─── SOURCE

Hmmmmmmm I was instructed to compose another thrilling chapter of this saga that is Bens blog, but I don't really know what to say. Life is going pretty good, school is school, you know. Not much really goes on around here, just a lot of hanging out. This weekend were gonna have a
barbecue on the beach (one of the plus sided to living in Hawaii) and I''m pretty sure I'm gonna go to the Angels and Airwaves concert in December. As for Thanksgiving I do believe I will be joining a friend of mines family for dinner, because my roommate is going to his girlfriends house. Lets see... it looks a lot like Washington here some days, that is rainy, windy and cloudy... but then its also like 75 degrees out.

──────
─── RAW DATA

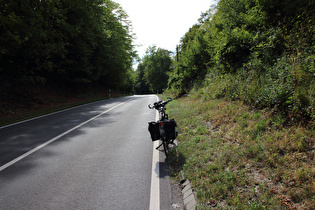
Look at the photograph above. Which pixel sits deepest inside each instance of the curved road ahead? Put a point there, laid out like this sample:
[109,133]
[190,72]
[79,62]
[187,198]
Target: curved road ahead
[96,156]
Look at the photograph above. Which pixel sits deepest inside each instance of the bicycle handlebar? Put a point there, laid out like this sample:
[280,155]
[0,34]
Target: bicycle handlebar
[160,104]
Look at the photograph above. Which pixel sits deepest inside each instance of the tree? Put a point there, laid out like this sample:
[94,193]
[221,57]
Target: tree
[154,68]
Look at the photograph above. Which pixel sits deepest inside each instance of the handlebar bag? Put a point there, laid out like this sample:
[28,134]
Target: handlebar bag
[154,131]
[170,129]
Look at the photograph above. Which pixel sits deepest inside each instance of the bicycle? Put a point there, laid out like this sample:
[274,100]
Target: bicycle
[163,129]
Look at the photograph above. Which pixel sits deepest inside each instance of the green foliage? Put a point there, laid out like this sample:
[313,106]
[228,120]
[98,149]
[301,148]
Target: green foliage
[257,51]
[153,71]
[65,43]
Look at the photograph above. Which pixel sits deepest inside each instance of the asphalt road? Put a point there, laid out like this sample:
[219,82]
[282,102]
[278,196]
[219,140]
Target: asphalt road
[96,156]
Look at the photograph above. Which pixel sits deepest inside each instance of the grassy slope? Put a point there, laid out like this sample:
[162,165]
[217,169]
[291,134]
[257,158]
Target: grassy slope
[242,158]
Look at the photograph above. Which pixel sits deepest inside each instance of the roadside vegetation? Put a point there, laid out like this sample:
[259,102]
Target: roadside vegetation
[236,156]
[244,80]
[65,46]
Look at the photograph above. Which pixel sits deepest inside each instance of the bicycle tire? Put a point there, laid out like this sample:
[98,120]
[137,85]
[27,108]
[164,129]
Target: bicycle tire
[166,147]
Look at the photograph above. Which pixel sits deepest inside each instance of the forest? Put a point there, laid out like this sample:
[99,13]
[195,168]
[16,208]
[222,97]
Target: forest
[258,51]
[64,45]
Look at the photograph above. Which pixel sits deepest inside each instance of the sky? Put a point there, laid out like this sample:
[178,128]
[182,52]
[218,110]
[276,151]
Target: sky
[162,22]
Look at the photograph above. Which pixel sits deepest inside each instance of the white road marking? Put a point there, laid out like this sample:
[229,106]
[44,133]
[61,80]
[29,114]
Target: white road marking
[155,176]
[56,138]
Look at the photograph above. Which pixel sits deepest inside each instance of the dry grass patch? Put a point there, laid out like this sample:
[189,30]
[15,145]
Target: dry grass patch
[237,157]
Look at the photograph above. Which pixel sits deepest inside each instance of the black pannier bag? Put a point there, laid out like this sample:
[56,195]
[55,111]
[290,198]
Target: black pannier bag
[170,129]
[154,131]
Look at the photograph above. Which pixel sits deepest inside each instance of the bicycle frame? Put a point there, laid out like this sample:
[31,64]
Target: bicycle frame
[160,106]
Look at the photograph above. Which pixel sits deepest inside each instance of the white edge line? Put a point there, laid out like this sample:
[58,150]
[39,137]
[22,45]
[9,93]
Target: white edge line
[49,114]
[155,175]
[54,139]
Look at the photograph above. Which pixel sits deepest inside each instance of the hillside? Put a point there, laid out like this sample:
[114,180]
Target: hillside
[239,157]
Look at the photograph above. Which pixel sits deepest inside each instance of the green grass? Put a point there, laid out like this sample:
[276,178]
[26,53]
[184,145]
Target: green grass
[241,158]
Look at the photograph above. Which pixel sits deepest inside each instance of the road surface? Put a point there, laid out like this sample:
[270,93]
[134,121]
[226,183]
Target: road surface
[96,156]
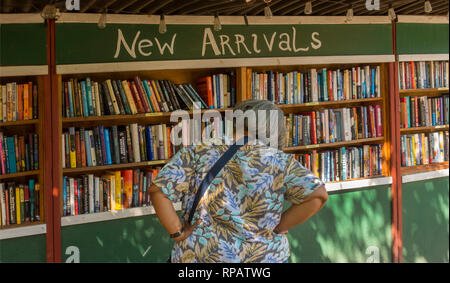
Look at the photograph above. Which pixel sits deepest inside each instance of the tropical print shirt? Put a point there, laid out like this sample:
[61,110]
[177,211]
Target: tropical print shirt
[242,205]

──────

YOUR TASK
Resume the blog post about student life in Hawaii, continuing from its final sentence in the same casual voice.

RESULT
Pretty much not a lot of new stuff happening
I have longer hair and glasses now
And a pretty gnarly beard.... No Shave November
Sometimes I wear them
Now its time for a wonderful, magical list of mystical happiness... actually its just a list of things I have learned thus far.
And just for the record, items with a asterisk * I have not myself done, only witnessed.
- A Jar of peanut butter = Dinner, breakfast, snack, lunch
- A bag of cookies= Dinner and breakfast
- Yes we have a pool... that doesn't mean anyone would swim in it
- You will get in trouble for jumping of the 3rd floor lanai (thats balcony for all you mainlanders) into aforementioned pool*
- The 2nd and 4th floors are off limits too*
- It can rain and you can get wet from an apparently blue clear sky
- If you put your hand in something sticky... wash it. Immediately.
- Don't bother trying to catch the door if the wind decided to slam it. Just lay back and cover your ears.
- Smell gas? Dont bother calling the fire department, you'll just get in trouble*
- Turns out our stoves suck
- In fact that is likely the first thing you will smell if you come to Kalo Terrace.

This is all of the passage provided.